- **Problem description**
Repeat exactly each line of the data provided below.

+++ Entries provided

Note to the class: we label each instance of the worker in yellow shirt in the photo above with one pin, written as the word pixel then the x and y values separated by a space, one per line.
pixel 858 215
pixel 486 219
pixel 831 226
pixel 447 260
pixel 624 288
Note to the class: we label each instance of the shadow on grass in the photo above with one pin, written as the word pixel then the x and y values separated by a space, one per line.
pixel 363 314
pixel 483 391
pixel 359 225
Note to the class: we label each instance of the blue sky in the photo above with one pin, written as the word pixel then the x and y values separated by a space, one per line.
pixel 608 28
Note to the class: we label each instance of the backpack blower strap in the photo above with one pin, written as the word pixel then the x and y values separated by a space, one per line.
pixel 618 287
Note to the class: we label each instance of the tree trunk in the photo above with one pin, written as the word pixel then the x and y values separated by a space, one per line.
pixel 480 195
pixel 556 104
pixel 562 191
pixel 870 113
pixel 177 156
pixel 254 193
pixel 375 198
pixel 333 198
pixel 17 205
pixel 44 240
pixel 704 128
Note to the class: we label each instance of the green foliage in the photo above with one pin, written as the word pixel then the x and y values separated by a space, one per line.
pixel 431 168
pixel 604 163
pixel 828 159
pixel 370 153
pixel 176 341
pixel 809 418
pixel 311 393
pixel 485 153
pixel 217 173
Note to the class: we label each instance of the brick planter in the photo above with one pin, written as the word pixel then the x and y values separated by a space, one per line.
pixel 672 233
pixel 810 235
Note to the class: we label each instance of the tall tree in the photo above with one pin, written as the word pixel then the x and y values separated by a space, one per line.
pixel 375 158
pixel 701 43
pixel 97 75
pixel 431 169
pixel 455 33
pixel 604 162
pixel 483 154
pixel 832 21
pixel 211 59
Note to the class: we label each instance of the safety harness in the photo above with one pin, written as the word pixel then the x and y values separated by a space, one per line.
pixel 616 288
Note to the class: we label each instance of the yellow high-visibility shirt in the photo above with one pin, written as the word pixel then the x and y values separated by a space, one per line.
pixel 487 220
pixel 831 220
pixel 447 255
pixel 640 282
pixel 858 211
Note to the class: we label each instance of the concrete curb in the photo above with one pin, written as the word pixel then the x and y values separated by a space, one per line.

++++++

- **The answer**
Note to the class: we label each instance of the worker in yellow shirt in the photo above with one pin, written as the word pixel then the x and y values separated by a space, one per line.
pixel 858 215
pixel 486 219
pixel 831 226
pixel 447 260
pixel 624 288
Note to the class: we label each instance of the shadow on grass in the photo above with one pin, written as the word pixel then the x and y values separated by a space, one per line.
pixel 363 314
pixel 483 391
pixel 359 225
Note to the class: we label each instance of the blue sky in the photo above with one pin, written as the word pixel then the x and y values separated by a space, one per line.
pixel 608 28
Note to the class: we label each instance of the backpack blower strap in the photo above with one pin, written as the word pixel then the x and y values separated by a space, one per line.
pixel 618 287
Note to the class: we label each instance of the tree trunk in the photo above with one pin, written as the word pixel then the x and y values separated by a space, one per line.
pixel 480 195
pixel 556 104
pixel 562 191
pixel 870 113
pixel 177 156
pixel 254 193
pixel 375 198
pixel 333 198
pixel 17 205
pixel 44 240
pixel 704 128
Note to the class: we label each instance of the green foliage in the photo above with one pin, written as the word pixel then the x and y values separated by a space, one per line.
pixel 431 168
pixel 604 163
pixel 828 159
pixel 370 153
pixel 176 341
pixel 809 418
pixel 311 393
pixel 485 153
pixel 217 173
Note to the class: we label each instance of the brick planter in the photo above with one pin, written as the word pixel then the x and y values separated by a space, one per line.
pixel 672 233
pixel 810 235
Note to the class: we label each instance of the tall tree in the photo above with one pin, written as the word pixel then the x and y values separated by a space, one per line.
pixel 375 158
pixel 701 43
pixel 97 75
pixel 431 169
pixel 455 33
pixel 604 162
pixel 483 154
pixel 832 21
pixel 211 59
Note to the class: we label each instance of the safety harness in the photo above with one pin, written as the word pixel then the x and y values separated by a space, one per line.
pixel 616 288
Note to the class: we label each instance of the yellow high-visibility shirt in the photo above with one pin, written as the word pixel then the x and y values separated by a space, one per line.
pixel 487 220
pixel 831 220
pixel 447 255
pixel 640 282
pixel 858 211
Note to the class: we label each instance of the concrete curb in the photo above with one pin, written as the word pixel then the x and y values separated by a space, one per line.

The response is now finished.